◆ **PAGE EXCERPT**:
Now that you've got the executive summary, here’s an interesting tidbit about growth that didn’t make it into the original story: HMIS will soon be arriving in Canada. According to Alina Tanasescu, vice president of research and public policy for the Calgary Homeless Foundation, homeless agencies in Calgary will start training to use the American-born system next month, and will “go live” shortly after training wraps up. This will make Calgary the first city outside of the States to implement HMIS, which was the brainchild of the U.S. Department of Housing and Urban Development. “Everybody's watching us across Canada,” Tanasescu says. “We’re the guinea pig.”
(This pilot city approach is essentially the opposite of the top-down strategy taken here in the States, where the system was mandated by Congress in 2000 and implemented to varying levels of success at the local level throughout the past decade.)
After HMIS is installed, the 45 participating homeless agencies in Calgary will collect basic client information—including name, race, date of birth, gender, and so forth—and send it to the local “mothership” that is the Calgary Homeless Foundation, just as all the agencies using HMIS in Orlando send their data to the Homeless Services Network of Central Florida. As in the States, the goal is to use the data to better understand homelessness in the area, and hence, provide better services to the homeless. “The idea is that the better we integrate, the better the outcomes are going to be for the client,” Tanasescu says.
Canadians concerned about all this sensitive personal information collected in one place can take some solace in that unlike U.S. systems, the Calgary Homeless Foundation will not collect that especially important 9-digit federal identifier, which in Canada is called a “Social Insurance Number.” (Jay Foley of the Identity Theft Resource Center regards a Social Security Number as the most coveted piece of information for an identity thief. “That’s the core piece of information I need for almost everything,” he says, channeling his inner thief. )
But Tanasescu also considers it possible that collecting more personal information—such as the SIN number—may be mandated later by the Canadian government if the system is viewed as a success and takes root across the country. And she has little doubt that this will happen.
“We think it's really going to lead the way in Canada, and other communities will adopt it when they see how well it works here,” she says.

◆ **EXERCISE INSTRUCTIONS**:
Reproduce word for word the part of the Calgary HMIS article above, starting at "(This pilot city" and ending at "the past decade.)".

Detection annotation records
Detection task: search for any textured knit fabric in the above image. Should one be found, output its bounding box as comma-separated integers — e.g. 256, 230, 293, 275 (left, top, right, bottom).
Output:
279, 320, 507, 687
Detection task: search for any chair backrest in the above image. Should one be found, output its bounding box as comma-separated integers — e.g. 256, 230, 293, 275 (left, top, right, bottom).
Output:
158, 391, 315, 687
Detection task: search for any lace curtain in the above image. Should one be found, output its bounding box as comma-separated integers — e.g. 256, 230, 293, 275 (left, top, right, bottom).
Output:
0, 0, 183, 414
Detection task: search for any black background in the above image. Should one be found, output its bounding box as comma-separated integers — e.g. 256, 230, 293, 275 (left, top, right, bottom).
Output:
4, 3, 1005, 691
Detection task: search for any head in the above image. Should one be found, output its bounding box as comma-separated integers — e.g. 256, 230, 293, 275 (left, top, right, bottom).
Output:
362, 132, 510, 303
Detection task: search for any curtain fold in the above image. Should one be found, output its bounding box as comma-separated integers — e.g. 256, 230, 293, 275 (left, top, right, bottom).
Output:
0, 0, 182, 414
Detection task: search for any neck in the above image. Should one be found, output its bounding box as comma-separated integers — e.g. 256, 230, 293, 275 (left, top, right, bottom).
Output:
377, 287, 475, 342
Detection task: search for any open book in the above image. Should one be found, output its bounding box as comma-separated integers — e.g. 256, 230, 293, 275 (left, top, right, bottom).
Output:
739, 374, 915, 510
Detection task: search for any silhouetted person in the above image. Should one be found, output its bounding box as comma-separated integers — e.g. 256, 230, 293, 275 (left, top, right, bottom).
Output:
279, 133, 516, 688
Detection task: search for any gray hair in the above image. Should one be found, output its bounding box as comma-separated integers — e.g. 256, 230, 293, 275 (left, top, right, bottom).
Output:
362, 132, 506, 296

◆ **FINISHED ANSWER**:
(This pilot city approach is essentially the opposite of the top-down strategy taken here in the States, where the system was mandated by Congress in 2000 and implemented to varying levels of success at the local level throughout the past decade.)